[Items start]

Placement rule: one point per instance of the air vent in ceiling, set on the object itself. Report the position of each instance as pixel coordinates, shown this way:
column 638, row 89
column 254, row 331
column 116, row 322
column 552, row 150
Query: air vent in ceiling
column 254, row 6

[Items end]

Rewrite all the records, changing "air vent in ceiling" to "ceiling air vent" and keeping every other word the same.

Placement rule: one point per instance of the ceiling air vent, set on the object itself. Report the position of each instance as pixel coordinates, shown this way:
column 638, row 89
column 254, row 331
column 116, row 322
column 552, row 150
Query: ceiling air vent
column 254, row 6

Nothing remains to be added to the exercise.